(Задания)
[1] Перечислите всех реальных людей, чьи фамилии названы в отрывке из книги о Владимире Яхонтове после звездочек. Литературных персонажей не включайте.
[2] Ответьте по отрывку из книги о Владимире Яхонтове:
(а) Сколько всего страниц у книги?
(б) Какая роль, по его мнению, в слове еще не раскрыта со сцены?
(в) Какого театра спектакль «Анна Каренина» он посмотрел?

(Фрагмент документа)
■ ■ ■
Текст книги "Владимир Яхонтов"
Автор книги: Наталья Крымова
Жанры:
Биографии и мемуары
,сообщить о нарушении
Текущая страница: 26 (всего у книги 27 страниц)
* * *
«Сколько же несыгранных ролей у этого актера осталось!» И какими смелыми были мечты и планы. Он «не вынес на эстраду и сотой доли того, что он читал, любил, помнил наизусть», – сказала Попова.
В том же разговоре с П. Якобсоном он подробно говорит о «Грозе» – о «волжском воздухе» языка Островского и о роли Катерины, которая, по его мнению, в слове еще не раскрыта со сцены. Речь Островского переводят в жанр, в быт, а это поэтическая речь, ритмы и музыка которой не освоены театром.
Он мечтал об «Анне Карениной» и не отбросил эту мысль, посмотрев знаменитый спектакль МХАТ. Нет, это была совсем не его Анна! В его театре не понадобилось бы таких огромных усилий множества людей – ни бархата костюмов и декораций, ни долгого обучения манерам. Манерам он сам кого угодно мог обучить, декорацией было бы то же вильямсовское кресло…
Надо признаться, что образ Анны он почувствовал живо и остро не от какой-либо особой любви к Толстому, скорее – к Пушкину.
– Говорят, Толстой писал ее с Гартунг-Пушкиной, родной дочери поэта. Тут мое воображение разыгрывается. Весь образ я вижу!
■ ■ ■
(Фрагмент данных)
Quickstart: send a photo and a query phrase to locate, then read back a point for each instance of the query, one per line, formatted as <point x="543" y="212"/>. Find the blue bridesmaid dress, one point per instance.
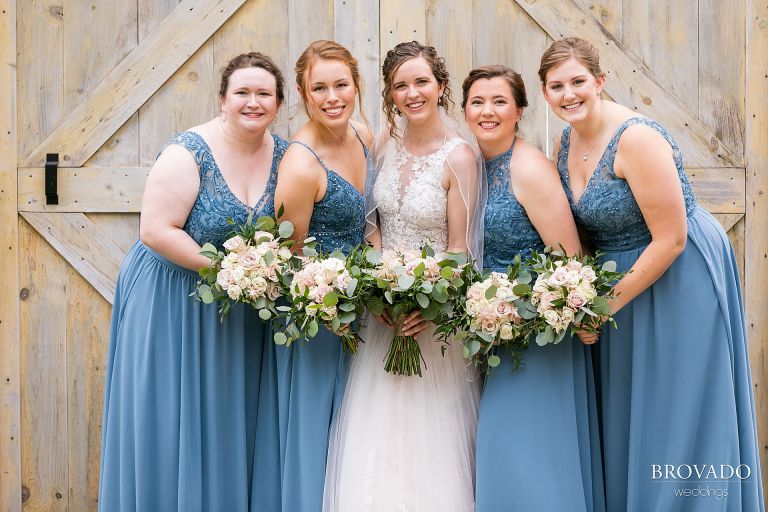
■ ■ ■
(Ответы)
[1] Попова, П. Якобсон, Островский, Толстой, Пушкин, Гартунг-Пушкина

[2]
(а) 27.
(б) Роль Катерины.
(в) МХАТ.